[Lines of data]
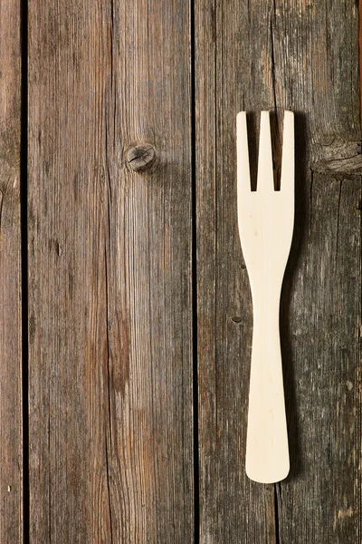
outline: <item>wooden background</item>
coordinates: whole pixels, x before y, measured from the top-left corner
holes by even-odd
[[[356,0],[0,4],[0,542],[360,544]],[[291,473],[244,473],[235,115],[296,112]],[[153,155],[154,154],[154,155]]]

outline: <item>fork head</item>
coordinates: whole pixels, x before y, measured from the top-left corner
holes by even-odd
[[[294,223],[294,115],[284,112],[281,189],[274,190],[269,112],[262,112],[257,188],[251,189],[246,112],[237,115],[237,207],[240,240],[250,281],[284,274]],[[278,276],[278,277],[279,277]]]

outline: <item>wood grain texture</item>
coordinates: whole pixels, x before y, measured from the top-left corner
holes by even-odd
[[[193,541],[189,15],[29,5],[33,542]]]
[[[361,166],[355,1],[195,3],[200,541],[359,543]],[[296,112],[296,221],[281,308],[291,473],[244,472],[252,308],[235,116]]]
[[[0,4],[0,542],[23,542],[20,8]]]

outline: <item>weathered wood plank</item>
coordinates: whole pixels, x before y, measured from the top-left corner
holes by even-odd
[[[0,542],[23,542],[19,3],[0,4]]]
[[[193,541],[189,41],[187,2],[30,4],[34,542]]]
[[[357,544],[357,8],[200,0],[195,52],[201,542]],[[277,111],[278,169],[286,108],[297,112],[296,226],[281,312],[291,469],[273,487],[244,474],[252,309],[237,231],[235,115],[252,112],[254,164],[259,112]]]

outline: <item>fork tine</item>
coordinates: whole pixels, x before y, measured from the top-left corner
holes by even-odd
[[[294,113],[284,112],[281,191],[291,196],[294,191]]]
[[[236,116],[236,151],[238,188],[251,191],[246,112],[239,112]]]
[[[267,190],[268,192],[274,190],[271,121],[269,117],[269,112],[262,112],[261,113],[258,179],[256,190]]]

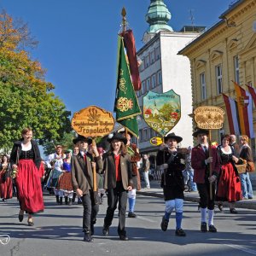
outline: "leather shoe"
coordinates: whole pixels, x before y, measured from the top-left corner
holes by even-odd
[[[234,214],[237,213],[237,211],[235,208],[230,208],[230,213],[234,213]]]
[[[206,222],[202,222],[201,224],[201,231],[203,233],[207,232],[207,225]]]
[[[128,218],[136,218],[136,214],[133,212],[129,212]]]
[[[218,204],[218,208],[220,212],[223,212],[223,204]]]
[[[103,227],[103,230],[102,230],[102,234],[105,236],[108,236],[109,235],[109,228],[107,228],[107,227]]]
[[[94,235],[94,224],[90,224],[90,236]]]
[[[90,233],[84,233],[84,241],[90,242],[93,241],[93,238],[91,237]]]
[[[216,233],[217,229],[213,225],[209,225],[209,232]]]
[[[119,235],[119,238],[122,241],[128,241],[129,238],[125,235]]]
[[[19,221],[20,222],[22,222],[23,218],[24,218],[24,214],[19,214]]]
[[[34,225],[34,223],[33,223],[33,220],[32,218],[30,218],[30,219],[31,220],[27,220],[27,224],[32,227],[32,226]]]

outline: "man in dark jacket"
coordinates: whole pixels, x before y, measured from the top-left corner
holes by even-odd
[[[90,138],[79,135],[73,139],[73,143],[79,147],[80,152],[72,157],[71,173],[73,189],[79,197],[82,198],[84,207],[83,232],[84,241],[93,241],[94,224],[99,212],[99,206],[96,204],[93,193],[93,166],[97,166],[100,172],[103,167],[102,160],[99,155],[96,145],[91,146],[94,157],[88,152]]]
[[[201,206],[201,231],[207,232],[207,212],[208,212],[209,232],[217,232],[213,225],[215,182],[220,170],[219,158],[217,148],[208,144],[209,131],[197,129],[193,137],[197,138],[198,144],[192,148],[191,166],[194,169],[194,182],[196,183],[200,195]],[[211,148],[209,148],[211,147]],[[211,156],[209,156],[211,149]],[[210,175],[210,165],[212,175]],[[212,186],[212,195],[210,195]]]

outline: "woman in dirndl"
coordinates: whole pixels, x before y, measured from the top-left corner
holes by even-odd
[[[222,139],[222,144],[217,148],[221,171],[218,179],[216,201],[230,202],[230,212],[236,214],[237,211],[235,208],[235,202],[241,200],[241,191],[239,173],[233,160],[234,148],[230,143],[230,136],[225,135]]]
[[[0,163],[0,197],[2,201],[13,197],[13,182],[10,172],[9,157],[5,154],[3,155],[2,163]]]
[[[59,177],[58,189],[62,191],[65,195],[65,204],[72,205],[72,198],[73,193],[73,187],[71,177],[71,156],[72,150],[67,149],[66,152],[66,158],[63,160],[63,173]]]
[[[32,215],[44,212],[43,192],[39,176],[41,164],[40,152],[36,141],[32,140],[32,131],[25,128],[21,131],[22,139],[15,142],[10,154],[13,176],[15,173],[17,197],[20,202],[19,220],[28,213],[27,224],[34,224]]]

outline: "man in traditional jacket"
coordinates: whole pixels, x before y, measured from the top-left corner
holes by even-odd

* * *

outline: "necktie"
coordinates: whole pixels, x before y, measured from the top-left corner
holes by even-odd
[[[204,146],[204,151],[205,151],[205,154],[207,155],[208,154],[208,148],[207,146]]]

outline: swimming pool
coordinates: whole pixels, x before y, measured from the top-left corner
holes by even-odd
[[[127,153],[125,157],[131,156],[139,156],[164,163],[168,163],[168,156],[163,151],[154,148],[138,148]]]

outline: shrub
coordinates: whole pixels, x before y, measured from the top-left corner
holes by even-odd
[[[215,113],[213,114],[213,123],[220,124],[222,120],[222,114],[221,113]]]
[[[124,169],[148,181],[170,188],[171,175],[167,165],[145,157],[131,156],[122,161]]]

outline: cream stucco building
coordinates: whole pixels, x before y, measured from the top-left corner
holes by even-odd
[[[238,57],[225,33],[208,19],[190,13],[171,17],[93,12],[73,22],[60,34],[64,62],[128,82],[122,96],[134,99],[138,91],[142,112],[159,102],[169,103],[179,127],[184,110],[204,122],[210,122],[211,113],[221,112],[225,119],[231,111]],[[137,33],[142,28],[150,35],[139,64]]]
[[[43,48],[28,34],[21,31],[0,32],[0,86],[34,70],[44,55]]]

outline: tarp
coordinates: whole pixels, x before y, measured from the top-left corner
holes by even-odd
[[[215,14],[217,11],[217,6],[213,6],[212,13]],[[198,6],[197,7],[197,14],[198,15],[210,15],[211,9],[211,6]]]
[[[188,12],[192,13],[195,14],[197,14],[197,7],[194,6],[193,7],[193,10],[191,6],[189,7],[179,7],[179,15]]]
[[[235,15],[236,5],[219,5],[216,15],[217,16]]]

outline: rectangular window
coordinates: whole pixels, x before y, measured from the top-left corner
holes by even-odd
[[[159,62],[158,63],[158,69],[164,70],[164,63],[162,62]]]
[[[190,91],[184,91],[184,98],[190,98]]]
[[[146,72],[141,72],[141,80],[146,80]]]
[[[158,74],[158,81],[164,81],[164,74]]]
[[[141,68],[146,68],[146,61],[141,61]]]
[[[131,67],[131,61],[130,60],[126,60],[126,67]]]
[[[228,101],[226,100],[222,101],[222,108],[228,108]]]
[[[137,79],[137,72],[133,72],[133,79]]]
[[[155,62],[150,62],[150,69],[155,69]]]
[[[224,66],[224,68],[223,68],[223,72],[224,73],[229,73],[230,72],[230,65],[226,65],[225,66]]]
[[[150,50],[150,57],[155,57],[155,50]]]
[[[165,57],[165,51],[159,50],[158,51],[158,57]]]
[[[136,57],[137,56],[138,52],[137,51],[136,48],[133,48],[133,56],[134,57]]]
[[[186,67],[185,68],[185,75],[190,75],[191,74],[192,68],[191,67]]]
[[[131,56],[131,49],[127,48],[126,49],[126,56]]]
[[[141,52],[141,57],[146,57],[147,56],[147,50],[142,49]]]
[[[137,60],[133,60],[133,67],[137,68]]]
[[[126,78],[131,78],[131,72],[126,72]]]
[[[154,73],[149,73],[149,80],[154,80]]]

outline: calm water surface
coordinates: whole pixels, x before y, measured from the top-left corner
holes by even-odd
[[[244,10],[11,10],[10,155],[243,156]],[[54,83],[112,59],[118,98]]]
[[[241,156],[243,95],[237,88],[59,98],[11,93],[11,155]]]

§ **Set task**: Can you lay out the items starting at the line containing "outline: rectangular window" and ending at the line containing "[[[190,91],[184,91],[184,98],[190,98]]]" as a two-column CSV with the columns input and output? Give one row for each item, with its text and its answer each in a single quoted field and line breaks turned into spaces.

§ **Task output**:
input,output
"outline: rectangular window coordinates: whole pixels, x before y, measured from the top-left corner holes by even-odd","[[[159,62],[158,63],[158,69],[164,70],[164,63],[162,62]]] [[[190,91],[184,91],[184,98],[190,98]]]"